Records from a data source

----

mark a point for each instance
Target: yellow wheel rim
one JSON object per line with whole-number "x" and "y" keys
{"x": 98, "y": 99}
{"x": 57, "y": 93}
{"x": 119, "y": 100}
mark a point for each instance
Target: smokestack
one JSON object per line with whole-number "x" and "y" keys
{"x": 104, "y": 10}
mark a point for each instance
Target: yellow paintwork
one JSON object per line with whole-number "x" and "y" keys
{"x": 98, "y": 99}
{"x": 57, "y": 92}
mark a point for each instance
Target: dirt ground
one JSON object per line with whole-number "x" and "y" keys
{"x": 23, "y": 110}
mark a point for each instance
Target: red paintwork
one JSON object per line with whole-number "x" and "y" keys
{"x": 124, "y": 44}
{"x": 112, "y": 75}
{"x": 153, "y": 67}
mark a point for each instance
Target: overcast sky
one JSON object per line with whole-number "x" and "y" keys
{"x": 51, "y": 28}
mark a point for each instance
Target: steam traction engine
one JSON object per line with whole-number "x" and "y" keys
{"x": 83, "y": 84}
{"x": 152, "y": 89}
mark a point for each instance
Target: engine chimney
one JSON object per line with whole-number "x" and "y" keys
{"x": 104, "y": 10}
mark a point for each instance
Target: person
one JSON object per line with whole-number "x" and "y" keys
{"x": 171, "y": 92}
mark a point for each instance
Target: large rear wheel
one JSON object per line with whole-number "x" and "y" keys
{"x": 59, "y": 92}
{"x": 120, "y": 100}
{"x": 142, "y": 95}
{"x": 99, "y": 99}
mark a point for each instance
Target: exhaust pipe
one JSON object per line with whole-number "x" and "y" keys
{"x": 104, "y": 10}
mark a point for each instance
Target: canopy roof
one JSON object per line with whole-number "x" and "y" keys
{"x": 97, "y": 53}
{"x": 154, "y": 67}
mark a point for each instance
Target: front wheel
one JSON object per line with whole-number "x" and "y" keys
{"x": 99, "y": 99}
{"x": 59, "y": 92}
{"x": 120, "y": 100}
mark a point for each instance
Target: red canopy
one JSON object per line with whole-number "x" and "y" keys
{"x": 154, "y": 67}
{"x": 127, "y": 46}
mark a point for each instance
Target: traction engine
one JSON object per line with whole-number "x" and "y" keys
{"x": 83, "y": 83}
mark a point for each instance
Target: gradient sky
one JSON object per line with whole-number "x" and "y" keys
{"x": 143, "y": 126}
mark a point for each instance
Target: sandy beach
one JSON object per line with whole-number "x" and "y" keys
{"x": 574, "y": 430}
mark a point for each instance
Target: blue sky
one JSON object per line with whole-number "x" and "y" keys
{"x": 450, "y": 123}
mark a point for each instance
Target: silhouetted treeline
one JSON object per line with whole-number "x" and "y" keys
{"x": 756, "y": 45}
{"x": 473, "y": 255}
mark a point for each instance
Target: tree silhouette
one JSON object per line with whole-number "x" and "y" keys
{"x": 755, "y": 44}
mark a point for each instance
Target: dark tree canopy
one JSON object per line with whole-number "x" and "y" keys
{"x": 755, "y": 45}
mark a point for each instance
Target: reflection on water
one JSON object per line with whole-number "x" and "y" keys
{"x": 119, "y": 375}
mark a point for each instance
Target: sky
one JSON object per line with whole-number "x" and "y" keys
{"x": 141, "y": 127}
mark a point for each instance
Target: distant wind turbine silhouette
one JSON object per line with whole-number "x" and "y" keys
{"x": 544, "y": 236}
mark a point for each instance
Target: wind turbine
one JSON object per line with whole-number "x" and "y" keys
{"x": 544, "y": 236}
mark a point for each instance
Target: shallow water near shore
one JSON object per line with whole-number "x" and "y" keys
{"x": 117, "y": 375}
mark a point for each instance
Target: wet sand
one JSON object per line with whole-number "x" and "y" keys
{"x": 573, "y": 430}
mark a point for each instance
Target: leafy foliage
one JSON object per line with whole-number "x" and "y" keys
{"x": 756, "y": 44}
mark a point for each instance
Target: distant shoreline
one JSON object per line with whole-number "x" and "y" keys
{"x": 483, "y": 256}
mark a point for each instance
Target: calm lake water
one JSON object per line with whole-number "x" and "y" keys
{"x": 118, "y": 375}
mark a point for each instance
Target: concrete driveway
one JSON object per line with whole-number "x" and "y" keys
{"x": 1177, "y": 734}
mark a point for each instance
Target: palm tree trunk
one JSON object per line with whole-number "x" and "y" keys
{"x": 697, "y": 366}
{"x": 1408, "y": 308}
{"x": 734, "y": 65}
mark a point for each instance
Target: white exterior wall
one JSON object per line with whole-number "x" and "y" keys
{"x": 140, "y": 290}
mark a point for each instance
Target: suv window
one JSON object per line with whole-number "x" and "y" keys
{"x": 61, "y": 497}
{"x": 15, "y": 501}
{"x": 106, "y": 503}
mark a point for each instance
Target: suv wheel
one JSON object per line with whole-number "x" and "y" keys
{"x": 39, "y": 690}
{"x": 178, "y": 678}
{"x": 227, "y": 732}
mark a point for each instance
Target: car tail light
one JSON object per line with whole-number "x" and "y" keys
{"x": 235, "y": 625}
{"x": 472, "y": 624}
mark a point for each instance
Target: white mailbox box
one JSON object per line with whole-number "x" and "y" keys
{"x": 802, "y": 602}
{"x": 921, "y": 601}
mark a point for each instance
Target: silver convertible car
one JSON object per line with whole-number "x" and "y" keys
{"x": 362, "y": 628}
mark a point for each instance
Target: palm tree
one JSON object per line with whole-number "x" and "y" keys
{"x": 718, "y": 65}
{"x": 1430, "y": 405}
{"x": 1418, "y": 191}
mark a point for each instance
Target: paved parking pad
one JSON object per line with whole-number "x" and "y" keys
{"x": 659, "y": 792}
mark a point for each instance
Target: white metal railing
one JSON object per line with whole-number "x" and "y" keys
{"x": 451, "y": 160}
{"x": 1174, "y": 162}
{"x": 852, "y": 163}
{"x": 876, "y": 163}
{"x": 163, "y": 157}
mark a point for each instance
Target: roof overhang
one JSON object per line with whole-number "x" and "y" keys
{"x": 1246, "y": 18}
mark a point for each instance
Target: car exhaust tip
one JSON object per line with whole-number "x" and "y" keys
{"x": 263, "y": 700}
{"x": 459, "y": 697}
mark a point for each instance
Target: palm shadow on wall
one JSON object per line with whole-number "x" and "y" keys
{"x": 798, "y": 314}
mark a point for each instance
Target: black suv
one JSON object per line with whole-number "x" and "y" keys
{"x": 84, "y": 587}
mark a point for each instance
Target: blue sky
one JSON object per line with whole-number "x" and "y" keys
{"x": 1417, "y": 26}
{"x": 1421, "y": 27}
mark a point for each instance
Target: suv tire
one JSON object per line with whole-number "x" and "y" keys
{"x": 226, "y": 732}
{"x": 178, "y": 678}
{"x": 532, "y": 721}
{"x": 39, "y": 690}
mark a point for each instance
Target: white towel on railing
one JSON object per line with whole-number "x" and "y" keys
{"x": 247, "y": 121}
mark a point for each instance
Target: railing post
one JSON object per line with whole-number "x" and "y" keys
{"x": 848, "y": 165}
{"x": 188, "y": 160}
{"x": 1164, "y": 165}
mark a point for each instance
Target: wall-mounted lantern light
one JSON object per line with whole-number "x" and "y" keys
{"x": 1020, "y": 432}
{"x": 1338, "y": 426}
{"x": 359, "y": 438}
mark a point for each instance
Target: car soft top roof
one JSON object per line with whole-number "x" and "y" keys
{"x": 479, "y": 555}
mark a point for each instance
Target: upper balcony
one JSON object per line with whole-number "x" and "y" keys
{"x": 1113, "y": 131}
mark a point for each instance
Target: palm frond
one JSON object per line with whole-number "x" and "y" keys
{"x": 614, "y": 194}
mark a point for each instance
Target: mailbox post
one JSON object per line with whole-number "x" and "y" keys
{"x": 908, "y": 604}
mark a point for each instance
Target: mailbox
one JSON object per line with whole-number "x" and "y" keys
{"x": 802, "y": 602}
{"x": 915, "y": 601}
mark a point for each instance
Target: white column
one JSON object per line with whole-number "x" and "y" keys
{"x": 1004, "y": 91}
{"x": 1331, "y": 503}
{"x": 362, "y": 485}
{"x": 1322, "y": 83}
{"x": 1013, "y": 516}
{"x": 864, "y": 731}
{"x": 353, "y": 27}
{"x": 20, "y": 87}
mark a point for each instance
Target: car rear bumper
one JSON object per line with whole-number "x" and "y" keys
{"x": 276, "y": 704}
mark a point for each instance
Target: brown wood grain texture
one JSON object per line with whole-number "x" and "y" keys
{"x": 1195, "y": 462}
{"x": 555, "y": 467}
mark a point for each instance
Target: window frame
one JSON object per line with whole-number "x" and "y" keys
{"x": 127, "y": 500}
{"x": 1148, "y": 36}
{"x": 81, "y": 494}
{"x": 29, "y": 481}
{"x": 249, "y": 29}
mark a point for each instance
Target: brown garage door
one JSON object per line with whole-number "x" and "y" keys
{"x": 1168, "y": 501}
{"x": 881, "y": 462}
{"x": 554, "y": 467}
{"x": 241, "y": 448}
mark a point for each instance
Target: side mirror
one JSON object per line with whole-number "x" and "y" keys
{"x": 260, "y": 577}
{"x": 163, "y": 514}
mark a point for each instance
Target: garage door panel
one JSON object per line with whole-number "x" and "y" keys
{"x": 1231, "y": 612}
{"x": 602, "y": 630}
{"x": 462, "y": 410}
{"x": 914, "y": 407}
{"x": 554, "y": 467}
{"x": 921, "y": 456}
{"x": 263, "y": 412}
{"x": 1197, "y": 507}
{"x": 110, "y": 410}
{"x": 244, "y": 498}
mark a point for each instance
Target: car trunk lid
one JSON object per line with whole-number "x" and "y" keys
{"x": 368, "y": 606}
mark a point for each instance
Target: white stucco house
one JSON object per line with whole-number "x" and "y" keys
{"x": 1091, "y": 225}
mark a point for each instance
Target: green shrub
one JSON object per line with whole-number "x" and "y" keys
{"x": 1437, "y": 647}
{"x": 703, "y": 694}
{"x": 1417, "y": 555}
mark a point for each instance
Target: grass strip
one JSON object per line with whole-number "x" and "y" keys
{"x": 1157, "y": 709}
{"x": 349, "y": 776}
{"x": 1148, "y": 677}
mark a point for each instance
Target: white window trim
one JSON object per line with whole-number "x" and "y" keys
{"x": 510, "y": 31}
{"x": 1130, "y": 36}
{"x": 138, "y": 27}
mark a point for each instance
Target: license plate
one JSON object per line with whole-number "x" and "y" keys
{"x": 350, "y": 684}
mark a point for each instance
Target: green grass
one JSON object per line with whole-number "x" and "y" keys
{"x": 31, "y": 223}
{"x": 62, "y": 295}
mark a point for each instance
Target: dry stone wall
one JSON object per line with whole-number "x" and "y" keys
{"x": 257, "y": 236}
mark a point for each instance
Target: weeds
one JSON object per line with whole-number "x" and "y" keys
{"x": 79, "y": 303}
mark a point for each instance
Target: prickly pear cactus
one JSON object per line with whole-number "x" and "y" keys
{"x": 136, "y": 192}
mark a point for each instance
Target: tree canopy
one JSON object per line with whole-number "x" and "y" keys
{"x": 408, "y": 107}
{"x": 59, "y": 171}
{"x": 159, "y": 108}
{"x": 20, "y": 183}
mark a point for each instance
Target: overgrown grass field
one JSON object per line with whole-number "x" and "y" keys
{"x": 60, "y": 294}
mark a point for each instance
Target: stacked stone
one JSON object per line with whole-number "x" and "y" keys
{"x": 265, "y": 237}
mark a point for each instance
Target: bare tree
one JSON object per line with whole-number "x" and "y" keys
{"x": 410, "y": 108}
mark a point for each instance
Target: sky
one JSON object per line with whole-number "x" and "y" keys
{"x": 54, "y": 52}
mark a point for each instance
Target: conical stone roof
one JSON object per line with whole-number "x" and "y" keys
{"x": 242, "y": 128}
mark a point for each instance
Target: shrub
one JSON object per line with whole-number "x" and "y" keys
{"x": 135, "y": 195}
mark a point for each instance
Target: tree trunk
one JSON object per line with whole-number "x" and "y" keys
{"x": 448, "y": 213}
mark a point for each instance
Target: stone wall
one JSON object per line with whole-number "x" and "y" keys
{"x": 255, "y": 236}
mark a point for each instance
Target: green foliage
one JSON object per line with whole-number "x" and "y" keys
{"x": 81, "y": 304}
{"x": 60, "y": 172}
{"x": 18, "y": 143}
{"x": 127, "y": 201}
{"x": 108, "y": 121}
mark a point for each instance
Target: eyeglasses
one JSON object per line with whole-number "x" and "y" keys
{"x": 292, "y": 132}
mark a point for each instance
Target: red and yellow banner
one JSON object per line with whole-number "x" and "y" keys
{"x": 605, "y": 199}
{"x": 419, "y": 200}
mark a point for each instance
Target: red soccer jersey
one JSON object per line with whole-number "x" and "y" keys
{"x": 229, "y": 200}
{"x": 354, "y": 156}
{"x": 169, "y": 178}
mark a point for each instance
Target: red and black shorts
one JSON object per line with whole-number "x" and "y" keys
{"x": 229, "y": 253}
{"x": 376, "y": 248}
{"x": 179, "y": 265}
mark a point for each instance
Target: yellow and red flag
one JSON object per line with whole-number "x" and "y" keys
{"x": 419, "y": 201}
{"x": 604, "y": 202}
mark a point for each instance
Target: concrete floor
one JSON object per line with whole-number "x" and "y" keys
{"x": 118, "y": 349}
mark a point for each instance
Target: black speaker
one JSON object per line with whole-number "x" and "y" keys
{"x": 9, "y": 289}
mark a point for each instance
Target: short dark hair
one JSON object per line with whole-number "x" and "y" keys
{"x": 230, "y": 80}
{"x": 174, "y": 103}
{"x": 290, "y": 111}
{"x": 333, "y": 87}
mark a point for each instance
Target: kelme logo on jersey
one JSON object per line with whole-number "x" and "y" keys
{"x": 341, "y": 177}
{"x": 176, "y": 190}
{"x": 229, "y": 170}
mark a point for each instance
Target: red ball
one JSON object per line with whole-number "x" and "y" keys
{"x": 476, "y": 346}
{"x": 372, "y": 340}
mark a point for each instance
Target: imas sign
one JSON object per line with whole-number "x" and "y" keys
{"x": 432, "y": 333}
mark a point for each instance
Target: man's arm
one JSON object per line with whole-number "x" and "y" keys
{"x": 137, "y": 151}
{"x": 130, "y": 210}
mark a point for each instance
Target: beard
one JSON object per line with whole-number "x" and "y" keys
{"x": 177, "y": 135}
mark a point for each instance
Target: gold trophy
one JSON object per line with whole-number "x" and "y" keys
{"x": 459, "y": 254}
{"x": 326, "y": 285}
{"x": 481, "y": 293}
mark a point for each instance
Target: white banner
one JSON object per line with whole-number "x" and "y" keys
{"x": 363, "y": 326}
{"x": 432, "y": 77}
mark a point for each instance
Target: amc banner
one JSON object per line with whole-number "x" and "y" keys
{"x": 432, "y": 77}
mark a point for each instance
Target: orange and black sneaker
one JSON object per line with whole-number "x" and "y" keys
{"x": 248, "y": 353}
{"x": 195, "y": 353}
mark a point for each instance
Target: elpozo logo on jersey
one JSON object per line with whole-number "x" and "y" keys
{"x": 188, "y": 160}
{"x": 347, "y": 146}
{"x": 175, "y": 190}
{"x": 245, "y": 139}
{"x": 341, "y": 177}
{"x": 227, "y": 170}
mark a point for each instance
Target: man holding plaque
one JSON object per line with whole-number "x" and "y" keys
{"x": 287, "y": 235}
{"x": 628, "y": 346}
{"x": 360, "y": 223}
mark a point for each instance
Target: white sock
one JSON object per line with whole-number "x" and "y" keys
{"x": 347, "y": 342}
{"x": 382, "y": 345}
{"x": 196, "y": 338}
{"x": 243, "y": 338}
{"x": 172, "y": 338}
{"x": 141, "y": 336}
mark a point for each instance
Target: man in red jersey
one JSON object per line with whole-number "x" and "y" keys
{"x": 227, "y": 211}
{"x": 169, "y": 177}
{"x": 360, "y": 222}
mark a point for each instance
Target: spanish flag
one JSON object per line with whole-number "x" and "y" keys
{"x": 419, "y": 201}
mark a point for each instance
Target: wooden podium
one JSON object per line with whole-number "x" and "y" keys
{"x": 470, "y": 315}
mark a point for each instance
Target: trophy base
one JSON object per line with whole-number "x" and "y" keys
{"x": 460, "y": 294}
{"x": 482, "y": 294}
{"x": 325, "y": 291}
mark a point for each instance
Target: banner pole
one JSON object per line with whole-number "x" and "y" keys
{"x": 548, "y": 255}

----

**Written problem**
How many lines in the data above contain the word "trophy"? Give only the number.

**Output below**
2